Integrating Radiology Technology and Patient Care
Episode

Michael Cecil, Director of Advanced Imaging at Virginia Mason Medical Center

Integrating Radiology Technology and Patient Care

Communication technologies can significantly improve collaboration and efficiency within interventional radiology.

In today’s episode, Michael Cecil, Director of Advanced Imaging at Virginia Mason Medical Center, dives into the ever-evolving field of radiology and the challenges in integrating different systems in radiology departments, emphasizing the need for a vendor-neutral solution to maintain revenue streams. Discussing interventional radiology challenges during the pandemic, Michael emphasizes the significance of effective communication technologies. He advocates for a collaborative approach in healthcare, facilitating the cooperation of various specialists and touches upon the meticulous management of HIPAA compliance and data integrity in healthcare facilities. He also underscores the significance of patient engagement and advocates for radiology equipment that prioritizes patient comfort.

Get ready for an enlightening discussion on the heart of patient-centric radiology, advocating for comfort, transparency, and collaborative healthcare practices. 

Integrating Radiology Technology and Patient Care

About Michael Cecil:

Michael Cecil began his Radiology career in 1987 in the USAF (Air Force), where he was fortunate enough to be trained in Diagnostic Imaging, CT, MR, and in Interventional Radiology. He spent his 30-plus years in the field working in multiple settings, from level 1 trauma hospitals to rural clinics, also worked on the commercial side of Radiology as an Advanced Applications for Siemens Medical Solutions.

#### [DATA SHOWN]
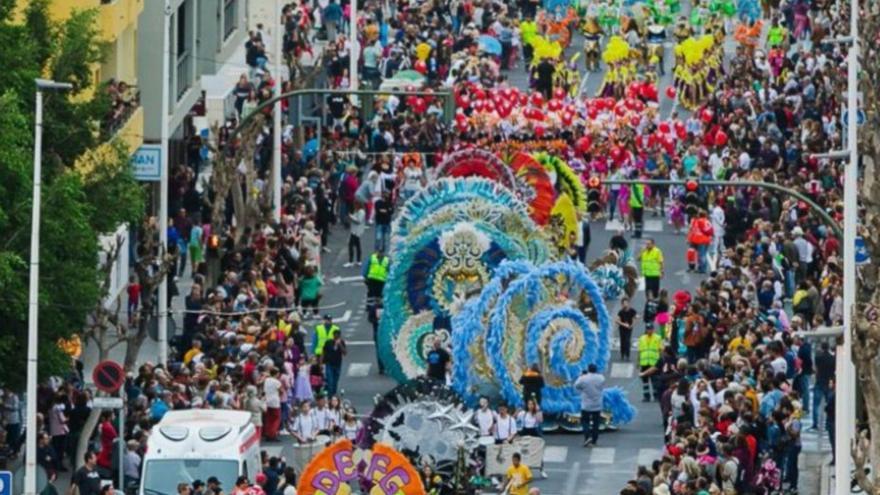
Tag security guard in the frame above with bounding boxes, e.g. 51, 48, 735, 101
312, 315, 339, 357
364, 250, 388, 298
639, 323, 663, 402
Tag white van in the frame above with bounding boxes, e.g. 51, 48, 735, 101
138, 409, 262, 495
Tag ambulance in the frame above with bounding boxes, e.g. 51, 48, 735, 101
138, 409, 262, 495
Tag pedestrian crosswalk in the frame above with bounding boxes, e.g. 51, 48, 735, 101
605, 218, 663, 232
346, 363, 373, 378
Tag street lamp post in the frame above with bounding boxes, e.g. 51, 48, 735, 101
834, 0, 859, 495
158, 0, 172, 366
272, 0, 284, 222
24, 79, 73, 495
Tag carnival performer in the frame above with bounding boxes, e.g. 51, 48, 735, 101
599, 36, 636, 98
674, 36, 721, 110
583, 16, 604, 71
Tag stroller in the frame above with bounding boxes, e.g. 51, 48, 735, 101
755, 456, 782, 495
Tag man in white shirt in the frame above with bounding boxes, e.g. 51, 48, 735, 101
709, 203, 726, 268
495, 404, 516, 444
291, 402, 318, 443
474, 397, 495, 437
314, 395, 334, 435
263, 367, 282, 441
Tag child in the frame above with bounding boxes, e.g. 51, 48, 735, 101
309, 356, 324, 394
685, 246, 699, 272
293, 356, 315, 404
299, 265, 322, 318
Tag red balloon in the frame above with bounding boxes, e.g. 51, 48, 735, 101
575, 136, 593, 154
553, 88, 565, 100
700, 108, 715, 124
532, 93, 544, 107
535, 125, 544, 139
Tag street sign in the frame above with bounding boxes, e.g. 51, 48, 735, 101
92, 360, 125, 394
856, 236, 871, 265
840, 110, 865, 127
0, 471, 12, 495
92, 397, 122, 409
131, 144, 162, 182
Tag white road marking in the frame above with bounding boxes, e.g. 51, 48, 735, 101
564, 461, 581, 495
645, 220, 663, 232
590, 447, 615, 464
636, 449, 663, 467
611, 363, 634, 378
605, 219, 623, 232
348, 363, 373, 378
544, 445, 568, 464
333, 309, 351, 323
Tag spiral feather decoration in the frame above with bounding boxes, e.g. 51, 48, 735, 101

* * *

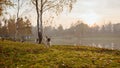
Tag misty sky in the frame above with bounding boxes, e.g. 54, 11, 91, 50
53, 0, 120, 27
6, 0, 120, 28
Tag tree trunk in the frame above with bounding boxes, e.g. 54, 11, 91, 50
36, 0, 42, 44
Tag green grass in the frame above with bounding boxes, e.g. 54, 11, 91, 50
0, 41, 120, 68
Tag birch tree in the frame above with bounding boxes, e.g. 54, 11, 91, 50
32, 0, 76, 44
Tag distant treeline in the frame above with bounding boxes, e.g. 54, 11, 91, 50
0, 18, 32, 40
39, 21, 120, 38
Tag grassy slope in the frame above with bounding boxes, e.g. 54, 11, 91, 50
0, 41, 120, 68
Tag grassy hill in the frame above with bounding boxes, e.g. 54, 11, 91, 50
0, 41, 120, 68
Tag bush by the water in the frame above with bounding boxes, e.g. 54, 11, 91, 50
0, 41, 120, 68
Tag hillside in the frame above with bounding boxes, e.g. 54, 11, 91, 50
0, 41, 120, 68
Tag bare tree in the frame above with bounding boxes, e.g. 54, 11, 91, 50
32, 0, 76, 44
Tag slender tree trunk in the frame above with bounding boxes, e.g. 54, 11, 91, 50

==

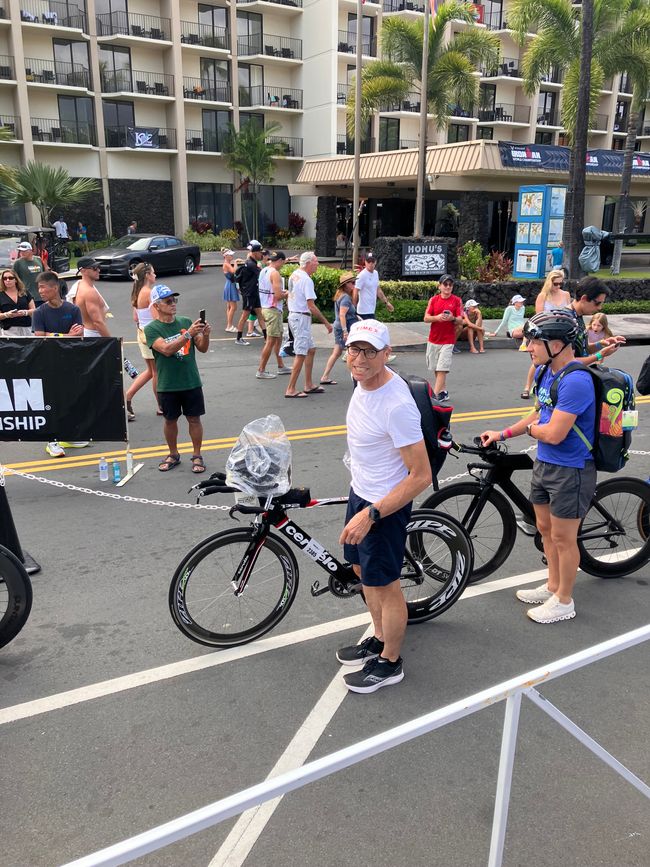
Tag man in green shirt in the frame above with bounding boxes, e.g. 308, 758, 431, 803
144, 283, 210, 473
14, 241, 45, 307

#### [REQUIREMENT A]
In the episode description on radiology technology and patient care, in what year did Michael Cecil begin his radiology career?
#### [REQUIREMENT B]
Extend the episode description on radiology technology and patient care, picking up after its final sentence.
Ignore the listing entirely.

#### [EXERCISE RESPONSE A]
1987

#### [EXERCISE RESPONSE B]
He has held just about every position available in a Radiology Department, from scheduler to director to project manager, over his career. Because of his diverse background, he has learned how to relate to all levels of technologists, administrators, radiologists, and clinicians (who all have different passions and who seem to speak a different language at times). He has been fortunate enough to work as an RT in the states of Texas, California, and Washington, where he is currently serving as Radiology Director with oversight of Advanced Imaging and Informatics

He is also an Adjunct Instructor of Advanced MRI at Bellevue College. He had the pleasure of speaking to large and small audiences across the US on varying MRI topics and on General Radiology topics like empathy. This field has given a lot to Michael and his family and he is committed to leaving the profession more compassionate and more educated than he found it.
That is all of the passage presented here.